* **TASK GOAL**: Repeat verbatim, and only, the lines of the data below, beginning at the line that contains "Query: white tablecloth" and stopping after the line that contains "In this picture, where can the man in dark".

* **EXERCISE MATERIAL**:
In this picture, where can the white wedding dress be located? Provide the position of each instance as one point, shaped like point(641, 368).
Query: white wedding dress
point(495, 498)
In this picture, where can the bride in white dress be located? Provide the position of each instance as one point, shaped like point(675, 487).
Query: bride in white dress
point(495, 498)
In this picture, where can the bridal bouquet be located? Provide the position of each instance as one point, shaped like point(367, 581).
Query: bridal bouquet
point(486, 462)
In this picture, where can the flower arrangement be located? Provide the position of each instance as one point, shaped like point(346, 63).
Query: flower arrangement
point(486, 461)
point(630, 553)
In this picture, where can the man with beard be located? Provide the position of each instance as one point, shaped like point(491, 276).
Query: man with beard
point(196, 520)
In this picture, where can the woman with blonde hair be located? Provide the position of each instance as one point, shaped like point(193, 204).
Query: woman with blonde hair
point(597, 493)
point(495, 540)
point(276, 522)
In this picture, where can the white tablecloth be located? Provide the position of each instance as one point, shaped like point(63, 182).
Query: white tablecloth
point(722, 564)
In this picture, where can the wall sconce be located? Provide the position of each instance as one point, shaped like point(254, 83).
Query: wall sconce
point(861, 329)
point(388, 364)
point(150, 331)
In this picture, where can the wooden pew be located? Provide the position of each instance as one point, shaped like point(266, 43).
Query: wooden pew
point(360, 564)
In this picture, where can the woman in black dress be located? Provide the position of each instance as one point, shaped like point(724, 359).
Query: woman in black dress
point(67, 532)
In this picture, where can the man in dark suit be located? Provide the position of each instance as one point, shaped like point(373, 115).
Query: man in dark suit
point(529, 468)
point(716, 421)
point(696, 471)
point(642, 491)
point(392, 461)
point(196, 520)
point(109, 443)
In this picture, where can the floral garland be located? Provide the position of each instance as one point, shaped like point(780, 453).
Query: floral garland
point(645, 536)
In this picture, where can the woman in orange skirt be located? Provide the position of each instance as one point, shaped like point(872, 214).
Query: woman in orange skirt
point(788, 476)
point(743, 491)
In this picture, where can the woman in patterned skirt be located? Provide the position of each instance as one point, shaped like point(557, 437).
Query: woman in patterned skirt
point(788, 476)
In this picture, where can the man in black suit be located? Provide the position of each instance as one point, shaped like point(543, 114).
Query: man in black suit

* **RESULT FOR THIS TASK**:
Query: white tablecloth
point(722, 564)
In this picture, where can the wall sconce be located? Provide the position of each instance as one point, shaped like point(254, 83).
Query: wall sconce
point(861, 329)
point(388, 364)
point(150, 331)
In this picture, where can the wooden pew be located? Provide the position of each instance as one point, shaped like point(266, 43).
Query: wooden pew
point(360, 564)
In this picture, where can the woman in black dress be located? Provide the position of each instance as one point, shaped like point(724, 359).
Query: woman in black dress
point(67, 532)
In this picture, where can the man in dark suit be located? Provide the position of each instance as one point, shaped like point(373, 115).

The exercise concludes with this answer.